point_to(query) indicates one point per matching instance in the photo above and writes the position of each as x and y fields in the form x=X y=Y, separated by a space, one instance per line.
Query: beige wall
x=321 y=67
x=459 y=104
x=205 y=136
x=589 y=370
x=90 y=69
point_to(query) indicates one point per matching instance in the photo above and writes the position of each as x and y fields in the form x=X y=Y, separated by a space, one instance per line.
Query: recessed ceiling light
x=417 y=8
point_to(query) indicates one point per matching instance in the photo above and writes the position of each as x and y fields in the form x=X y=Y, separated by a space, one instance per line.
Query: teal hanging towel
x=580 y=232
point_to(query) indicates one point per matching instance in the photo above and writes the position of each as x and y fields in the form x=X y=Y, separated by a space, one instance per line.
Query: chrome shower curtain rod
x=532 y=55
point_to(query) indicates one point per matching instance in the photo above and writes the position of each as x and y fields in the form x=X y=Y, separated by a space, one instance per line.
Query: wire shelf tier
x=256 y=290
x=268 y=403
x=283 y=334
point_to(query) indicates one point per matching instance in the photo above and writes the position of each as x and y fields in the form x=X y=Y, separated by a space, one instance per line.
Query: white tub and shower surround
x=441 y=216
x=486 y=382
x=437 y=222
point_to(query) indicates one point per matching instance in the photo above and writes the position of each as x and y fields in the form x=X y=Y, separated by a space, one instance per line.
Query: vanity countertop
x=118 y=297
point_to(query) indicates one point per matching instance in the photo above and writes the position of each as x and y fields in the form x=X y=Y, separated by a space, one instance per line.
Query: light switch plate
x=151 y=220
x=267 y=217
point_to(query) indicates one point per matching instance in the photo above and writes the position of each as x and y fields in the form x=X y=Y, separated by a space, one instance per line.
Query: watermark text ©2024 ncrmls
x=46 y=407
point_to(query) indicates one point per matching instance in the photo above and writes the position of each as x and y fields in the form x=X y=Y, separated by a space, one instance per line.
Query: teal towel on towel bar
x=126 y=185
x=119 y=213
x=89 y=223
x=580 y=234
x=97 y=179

WHAT THIS TASK INVOLVES — Reproduce all of the entries verbatim.

ANSWER AREA —
point_to(query) indicates one point per matching instance in the photo above and writes the position of each as x and y fields in the form x=X y=Y, separated by a space, one instance per line.
Query: beige wall
x=321 y=67
x=459 y=104
x=205 y=136
x=589 y=370
x=90 y=69
point_to(query) indicates one point per matching instance in the photo above and writes the position of each as x and y fields in the form x=X y=Y, separated by a space, one instance per line.
Query: recessed ceiling light
x=417 y=8
point_to(query) indicates one point per matching instance in the photo above and writes the position of each as x and y fields in the form x=X y=Y, separated by a space, one instance per line.
Query: teal hanging towel
x=580 y=232
point_to(query) indicates one point per matching instance in the photo above and writes the position of each as x and y fields in the form x=X y=Y, separated by a space, one instance per line.
Query: chrome shower curtain rod
x=532 y=55
point_to(query) indicates one point per matching instance in the photo above and writes the position of each as x and y fields in the form x=X y=Y, separated by a space, one instance per line.
Query: wire shelf tier
x=256 y=290
x=268 y=403
x=283 y=334
point_to(query) indicates one point per matching instance in the photo above and writes the position of each as x and y fields in the form x=X y=Y, separated by a space, one instance per line.
Query: white tub and shower surround
x=441 y=216
x=486 y=382
x=437 y=222
point_to(query) indicates one point per matching instance in the photo above and writes the position of each as x and y fields in the form x=X y=Y, separated by a space, one instance per line.
Query: vanity countertop
x=118 y=297
point_to(query) indicates one point per matching instance in the photo above and writes the position of each as x and y fields in the form x=X y=Y, separated by a space, one instance per line.
Query: light switch plate
x=151 y=220
x=267 y=217
point_to(query) indicates one point per matching instance in the photo above and writes the position of each as x and y fields in the form x=X y=Y, separated by a space, one instance per line.
Query: watermark text ©2024 ncrmls
x=46 y=407
point_to(query) indicates one point per matching instance in the photo above and writes the position of each as x and y fields in the form x=X y=Y, separated by a space, one instance per line.
Query: teal towel on towel bar
x=126 y=185
x=119 y=213
x=89 y=223
x=580 y=234
x=97 y=179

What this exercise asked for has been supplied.